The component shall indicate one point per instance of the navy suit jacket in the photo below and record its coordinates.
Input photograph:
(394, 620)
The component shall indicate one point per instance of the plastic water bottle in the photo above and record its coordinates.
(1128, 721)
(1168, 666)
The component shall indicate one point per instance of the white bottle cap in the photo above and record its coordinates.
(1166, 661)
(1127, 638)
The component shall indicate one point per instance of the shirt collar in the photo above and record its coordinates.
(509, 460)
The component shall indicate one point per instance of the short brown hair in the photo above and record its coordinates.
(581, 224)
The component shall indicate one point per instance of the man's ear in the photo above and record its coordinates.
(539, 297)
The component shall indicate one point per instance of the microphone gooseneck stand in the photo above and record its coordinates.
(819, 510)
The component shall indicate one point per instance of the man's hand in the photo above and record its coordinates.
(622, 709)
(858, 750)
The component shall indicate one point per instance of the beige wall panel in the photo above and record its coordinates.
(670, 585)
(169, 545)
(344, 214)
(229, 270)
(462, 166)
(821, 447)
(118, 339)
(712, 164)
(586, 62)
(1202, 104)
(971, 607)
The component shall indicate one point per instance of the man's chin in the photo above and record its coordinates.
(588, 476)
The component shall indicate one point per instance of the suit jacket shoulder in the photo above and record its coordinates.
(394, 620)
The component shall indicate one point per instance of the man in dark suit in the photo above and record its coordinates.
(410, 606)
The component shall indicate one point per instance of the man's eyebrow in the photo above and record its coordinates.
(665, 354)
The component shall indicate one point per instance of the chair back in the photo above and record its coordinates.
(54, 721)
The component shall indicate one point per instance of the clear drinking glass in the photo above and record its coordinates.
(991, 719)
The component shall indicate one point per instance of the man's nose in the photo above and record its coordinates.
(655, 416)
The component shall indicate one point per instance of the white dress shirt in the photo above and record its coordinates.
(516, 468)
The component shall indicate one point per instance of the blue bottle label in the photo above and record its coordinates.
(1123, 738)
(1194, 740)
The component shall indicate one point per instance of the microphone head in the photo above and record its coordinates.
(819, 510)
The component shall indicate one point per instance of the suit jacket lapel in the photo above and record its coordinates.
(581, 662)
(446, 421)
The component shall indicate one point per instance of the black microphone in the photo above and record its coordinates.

○ ○ ○ ○

Return all of the data word for word.

Finished exercise:
The component shall indicate one point per instance of the navy suit jacket in the photo below and record its coordinates.
Input photograph:
(394, 620)
The component shall indicate one point per instance of the plastic water bottle in the photo above and record its coordinates.
(1128, 721)
(1168, 666)
The component shall indicate one point per instance of the white bottle cap in the photo above and record its coordinates.
(1166, 661)
(1127, 638)
The component shall indicate one point per instance of the shirt collar in the photo above and record its coordinates.
(509, 460)
The component shall indicate one point per instance of the short brown hair in the photo above and record its coordinates.
(581, 224)
The component shall indicate one point per instance of the man's ear in the photo above and record its coordinates.
(539, 297)
The component shall indicate one point per instance of the microphone gooseneck stand in the photo above and record its coordinates.
(819, 510)
The component shall indicate one point per instance of the man's hand in the photo above and record its coordinates.
(622, 709)
(858, 750)
The component shall indicate one point per instance of the beige wall panel in the photo above and record its coordinates.
(670, 585)
(169, 545)
(344, 214)
(229, 270)
(462, 166)
(821, 447)
(118, 339)
(712, 164)
(586, 62)
(1202, 104)
(971, 607)
The component shall indicate one point per instance of the man's chin in the photo above and record its coordinates.
(588, 476)
The component shall indicate one point per instance of the suit jacket shoulder in the photo above and record its coordinates.
(394, 620)
The component shall indicate one point per instance of the man in dark suit in the photo above and record its coordinates.
(410, 606)
The component shall indicate one point per instance of the man's eyebrow in the photo above and record its coordinates.
(665, 354)
The component shall indicate one point per instance of the chair back in the photo above and record its coordinates.
(54, 721)
The component shall indicate one point per instance of the clear drinking glass in the photo above and record its coordinates.
(991, 719)
The component shall indicate one point per instance of the man's nose in the photo above and record its coordinates.
(655, 416)
The component shall indicate one point per instance of the white dress shirt in the photo above and record its coordinates.
(516, 468)
The component shall indicate one point per instance of the blue bottle label in the photo above and record its coordinates.
(1123, 738)
(1194, 740)
The component shall indicate one point per instance of the microphone head in the photo above and record its coordinates.
(819, 510)
The component shall indicate one point per instance of the suit jacket lapel in the photo above and record its coordinates.
(581, 662)
(446, 421)
The component shall indicate one point per instance of the black microphone in the photo above and record its coordinates.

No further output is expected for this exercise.